> _Set problem A_:
List every city or town that the forum post about a first freight-train ride mentions by name.

> _Document extract_:

····················

# My very first catch out across British Columbia



## Deleted member 25988 (Aug 2, 2019)

Hey all,

I just wanted to share my story of my very first catch out, from Field B.C. to Surrey B.C.

Long time lurker here, occasionally lurk around reddit.com/r/vagabond as well. I have always been fascinated with train riding ever since meeting a kid on the streets of Calgary in like, 2014 I wanna say? He was looking for water and was dirty as shit. I was staying in the Salvation Army at the time so I ran in and filled his jug. Said he hopped a train all the way from Winnipeg - Just looked at him like he was crazy. Proceeded to pull out his camera and show me a bunch of photos, beautiful shots from across the prairies. Homeboy said he was was from Ontario and hitching and riding trains across the country. Also mentioned he had engine room keys, which I later learned was keys to get into the locomotives halfway down the cars.

Anyways, fast forward 5 years. I've been up and down the western hemisphere, hitchhiked across America, hitched Europe three times, hitched Ireland twice, went black riding around the Netherlands, Belgium and France a bit, and Scotland a couple of times. I was definitely looking for a new experience. Something made me think about that kid that day and that train ride. I started reading a lot on /r/vagabond, downloaded the railroad atlas, read literally every single post I could find about freight hopping. Figured fuck it, why not? I was staying again in the exact same Salvation Army in Calgary, just for a while to crash after another 3,200 mile trip across the Red, White and Blue.

I decided to catch out of Field, as I heard that it was a decent spot for CP trains to stop. Found the little bridge with a bunch of graffiti (and Casper the hitchhiking ghost!) and decided to wait. Not long after 9pm, an IM train rolls in to a stop but I'm only about 10 cars back - I read that you should be more towards the rear of the train. I decide to let it pass and wait for a grainer. Grainers would be better for me as they have those little cubby holes to hide out in. I walk back about 1/2 mile, lay out my sleeping bag and head to sleep.

····················

> _Set problem B_:
Report each line of the records below that contains the string "hand", matching case exactly.

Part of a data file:
····················

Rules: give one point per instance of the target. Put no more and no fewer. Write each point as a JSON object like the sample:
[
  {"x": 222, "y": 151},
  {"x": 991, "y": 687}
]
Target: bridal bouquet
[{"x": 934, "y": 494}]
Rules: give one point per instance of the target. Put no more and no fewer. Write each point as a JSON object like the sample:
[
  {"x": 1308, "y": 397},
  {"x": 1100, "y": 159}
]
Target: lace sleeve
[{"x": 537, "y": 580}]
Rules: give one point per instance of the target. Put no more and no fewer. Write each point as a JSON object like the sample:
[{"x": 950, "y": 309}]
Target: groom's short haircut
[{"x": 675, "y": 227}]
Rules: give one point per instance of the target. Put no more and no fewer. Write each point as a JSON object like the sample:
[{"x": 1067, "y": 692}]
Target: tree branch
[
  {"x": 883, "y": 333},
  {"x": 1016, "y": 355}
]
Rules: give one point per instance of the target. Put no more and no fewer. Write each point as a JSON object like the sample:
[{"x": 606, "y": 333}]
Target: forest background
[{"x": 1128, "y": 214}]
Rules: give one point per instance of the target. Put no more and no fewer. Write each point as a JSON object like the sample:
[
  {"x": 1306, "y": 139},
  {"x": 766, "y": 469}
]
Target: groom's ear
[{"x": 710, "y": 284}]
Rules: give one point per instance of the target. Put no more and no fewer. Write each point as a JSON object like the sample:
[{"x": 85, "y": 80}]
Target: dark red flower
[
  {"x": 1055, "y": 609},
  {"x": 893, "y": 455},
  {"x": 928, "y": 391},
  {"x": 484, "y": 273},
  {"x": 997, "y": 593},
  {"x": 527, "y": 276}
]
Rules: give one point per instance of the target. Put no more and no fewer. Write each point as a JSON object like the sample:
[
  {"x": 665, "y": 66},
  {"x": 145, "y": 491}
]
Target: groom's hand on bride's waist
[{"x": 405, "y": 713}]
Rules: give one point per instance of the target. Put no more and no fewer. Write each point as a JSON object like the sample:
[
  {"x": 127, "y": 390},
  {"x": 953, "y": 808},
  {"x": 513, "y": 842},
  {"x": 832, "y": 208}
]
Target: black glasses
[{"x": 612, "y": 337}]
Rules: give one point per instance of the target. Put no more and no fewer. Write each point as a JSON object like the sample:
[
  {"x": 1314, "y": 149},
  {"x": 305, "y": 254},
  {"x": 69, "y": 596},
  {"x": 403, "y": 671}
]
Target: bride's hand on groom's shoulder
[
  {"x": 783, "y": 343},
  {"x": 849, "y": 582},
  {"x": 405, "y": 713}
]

····················

> _Expected answer A_:
Field, Surrey, Calgary, Winnipeg

> _Expected answer B_:
Target: groom's hand on bride's waist
Target: bride's hand on groom's shoulder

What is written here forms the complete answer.